### [DESCRIPTION OF THE TASK]
Your response should consist of every record, exactly as given.

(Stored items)
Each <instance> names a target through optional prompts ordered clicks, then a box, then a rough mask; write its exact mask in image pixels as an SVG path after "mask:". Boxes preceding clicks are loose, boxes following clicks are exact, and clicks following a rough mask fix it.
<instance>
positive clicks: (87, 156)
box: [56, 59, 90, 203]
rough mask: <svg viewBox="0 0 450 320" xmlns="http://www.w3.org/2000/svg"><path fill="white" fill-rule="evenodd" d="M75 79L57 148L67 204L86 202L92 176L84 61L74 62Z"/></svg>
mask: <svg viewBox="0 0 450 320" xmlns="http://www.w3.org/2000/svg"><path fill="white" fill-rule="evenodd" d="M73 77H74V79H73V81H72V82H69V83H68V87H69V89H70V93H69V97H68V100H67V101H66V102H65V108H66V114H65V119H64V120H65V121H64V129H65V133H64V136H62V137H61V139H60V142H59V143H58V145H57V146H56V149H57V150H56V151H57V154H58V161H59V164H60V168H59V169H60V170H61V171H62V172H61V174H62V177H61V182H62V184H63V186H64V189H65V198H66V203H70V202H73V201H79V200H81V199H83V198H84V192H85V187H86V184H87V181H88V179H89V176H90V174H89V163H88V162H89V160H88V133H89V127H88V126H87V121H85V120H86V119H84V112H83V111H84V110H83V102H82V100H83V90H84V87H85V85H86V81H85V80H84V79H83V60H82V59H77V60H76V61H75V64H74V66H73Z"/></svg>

### [RESULT OF THE TASK]
Each <instance> names a target through optional prompts ordered clicks, then a box, then a rough mask; write its exact mask in image pixels as an SVG path after "mask:". Boxes preceding clicks are loose, boxes following clicks are exact, and clicks following a rough mask fix it.
<instance>
positive clicks: (87, 156)
box: [56, 59, 90, 203]
rough mask: <svg viewBox="0 0 450 320" xmlns="http://www.w3.org/2000/svg"><path fill="white" fill-rule="evenodd" d="M75 79L57 148L67 204L86 202L92 176L84 61L74 62Z"/></svg>
mask: <svg viewBox="0 0 450 320" xmlns="http://www.w3.org/2000/svg"><path fill="white" fill-rule="evenodd" d="M73 77H74V79H73V81H72V82H69V83H68V87H69V89H70V93H69V97H68V100H67V101H66V102H65V108H66V114H65V119H64V120H65V121H64V129H65V133H64V136H62V137H61V139H60V142H59V143H58V145H57V146H56V149H57V150H56V151H57V154H58V161H59V164H60V168H59V169H60V170H61V171H62V172H61V174H62V177H61V182H62V184H63V186H64V189H65V198H66V203H70V202H73V201H79V200H81V199H83V198H84V192H85V187H86V184H87V181H88V179H89V176H90V174H89V163H88V162H89V160H88V133H89V127H88V126H87V121H85V120H86V119H84V112H83V111H84V110H83V102H82V100H83V90H84V87H85V85H86V81H85V80H84V79H83V60H82V59H77V60H76V61H75V64H74V66H73Z"/></svg>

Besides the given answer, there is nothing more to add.